- _AIM OF THE EXERCISE_: Please output exactly the run of lines that starts at the line with "For every instance of the glass" and ends at the last line of the records below.

- _EXERCISE MATERIAL_:
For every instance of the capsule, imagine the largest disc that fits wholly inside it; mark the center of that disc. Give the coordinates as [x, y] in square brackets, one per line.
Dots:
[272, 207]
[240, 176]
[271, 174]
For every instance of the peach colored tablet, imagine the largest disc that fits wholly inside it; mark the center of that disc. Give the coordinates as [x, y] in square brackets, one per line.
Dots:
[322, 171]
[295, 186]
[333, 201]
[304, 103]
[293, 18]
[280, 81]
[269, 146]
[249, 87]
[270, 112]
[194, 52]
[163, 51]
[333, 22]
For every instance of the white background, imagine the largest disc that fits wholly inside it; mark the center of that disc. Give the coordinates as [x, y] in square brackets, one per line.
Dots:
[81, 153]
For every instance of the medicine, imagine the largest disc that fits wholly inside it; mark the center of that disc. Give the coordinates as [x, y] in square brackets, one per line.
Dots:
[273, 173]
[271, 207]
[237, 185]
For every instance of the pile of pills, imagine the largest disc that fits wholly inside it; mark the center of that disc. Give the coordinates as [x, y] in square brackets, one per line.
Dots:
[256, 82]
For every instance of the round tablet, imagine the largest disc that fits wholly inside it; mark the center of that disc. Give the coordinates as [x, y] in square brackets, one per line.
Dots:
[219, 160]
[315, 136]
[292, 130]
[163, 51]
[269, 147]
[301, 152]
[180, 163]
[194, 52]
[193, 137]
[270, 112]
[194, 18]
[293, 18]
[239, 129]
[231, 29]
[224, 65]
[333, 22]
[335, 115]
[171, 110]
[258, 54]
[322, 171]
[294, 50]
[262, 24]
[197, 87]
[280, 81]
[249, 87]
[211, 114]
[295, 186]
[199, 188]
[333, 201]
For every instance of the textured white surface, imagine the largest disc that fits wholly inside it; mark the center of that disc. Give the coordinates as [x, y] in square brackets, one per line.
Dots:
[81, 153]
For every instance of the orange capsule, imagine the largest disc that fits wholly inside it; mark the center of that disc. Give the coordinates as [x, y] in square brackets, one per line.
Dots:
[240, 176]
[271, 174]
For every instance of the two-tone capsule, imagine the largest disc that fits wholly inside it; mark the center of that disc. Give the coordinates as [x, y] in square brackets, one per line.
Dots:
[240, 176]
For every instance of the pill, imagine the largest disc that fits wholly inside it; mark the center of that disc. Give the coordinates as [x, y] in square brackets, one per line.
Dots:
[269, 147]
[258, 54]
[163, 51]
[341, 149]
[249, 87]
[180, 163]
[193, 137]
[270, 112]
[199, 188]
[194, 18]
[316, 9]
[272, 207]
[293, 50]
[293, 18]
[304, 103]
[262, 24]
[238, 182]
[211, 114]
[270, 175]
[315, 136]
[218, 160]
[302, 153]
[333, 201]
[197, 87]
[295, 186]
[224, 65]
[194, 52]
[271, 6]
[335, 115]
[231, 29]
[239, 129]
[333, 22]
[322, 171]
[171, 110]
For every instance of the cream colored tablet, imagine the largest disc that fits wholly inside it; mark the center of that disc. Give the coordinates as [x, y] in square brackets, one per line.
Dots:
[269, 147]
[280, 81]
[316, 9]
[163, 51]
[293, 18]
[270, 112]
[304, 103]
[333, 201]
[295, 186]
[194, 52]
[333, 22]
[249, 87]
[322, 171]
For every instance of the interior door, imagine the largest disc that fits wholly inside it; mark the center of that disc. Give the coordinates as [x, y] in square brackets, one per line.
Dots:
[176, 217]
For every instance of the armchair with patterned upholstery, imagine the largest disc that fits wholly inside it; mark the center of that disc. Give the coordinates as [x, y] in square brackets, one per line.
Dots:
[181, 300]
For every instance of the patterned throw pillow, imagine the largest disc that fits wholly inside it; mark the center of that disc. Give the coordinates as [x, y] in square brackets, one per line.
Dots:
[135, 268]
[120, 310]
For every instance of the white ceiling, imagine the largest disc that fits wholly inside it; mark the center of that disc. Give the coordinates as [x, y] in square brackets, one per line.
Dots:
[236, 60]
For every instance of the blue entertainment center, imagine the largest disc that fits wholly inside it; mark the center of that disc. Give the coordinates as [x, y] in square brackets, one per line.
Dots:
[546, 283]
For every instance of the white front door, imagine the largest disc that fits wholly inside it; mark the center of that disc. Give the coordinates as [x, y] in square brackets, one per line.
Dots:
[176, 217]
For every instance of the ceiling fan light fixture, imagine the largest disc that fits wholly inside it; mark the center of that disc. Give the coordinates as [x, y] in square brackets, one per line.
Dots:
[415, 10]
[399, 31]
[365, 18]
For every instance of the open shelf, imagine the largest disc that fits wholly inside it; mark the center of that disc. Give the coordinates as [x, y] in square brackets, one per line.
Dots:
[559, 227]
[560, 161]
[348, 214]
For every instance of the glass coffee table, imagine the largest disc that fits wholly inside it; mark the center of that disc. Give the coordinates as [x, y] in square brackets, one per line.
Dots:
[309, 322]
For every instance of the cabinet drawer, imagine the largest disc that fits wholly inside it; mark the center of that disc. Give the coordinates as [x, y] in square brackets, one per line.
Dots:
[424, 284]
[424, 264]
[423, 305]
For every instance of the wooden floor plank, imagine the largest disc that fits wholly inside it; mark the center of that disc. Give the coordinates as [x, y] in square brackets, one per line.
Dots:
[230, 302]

- _ANSWER TO THIS EXERCISE_:
For every instance of the glass coffee table, imagine the largest disc that fits wholly inside it; mark the center of that disc. Give the coordinates as [x, y] in square brackets, one per line.
Dots:
[309, 322]
For every instance of the cabinet drawer, imagine the largest disc that fits wholly inside it; mark the center of that disc. Give the coordinates as [x, y] in square brackets, one per line.
Dots:
[424, 284]
[424, 264]
[423, 305]
For every instance of the wooden floor plank, imagine the largest disc that fits wholly inside it; mark the center of that disc. Give the coordinates as [x, y] in square brackets, one per line.
Dots:
[230, 302]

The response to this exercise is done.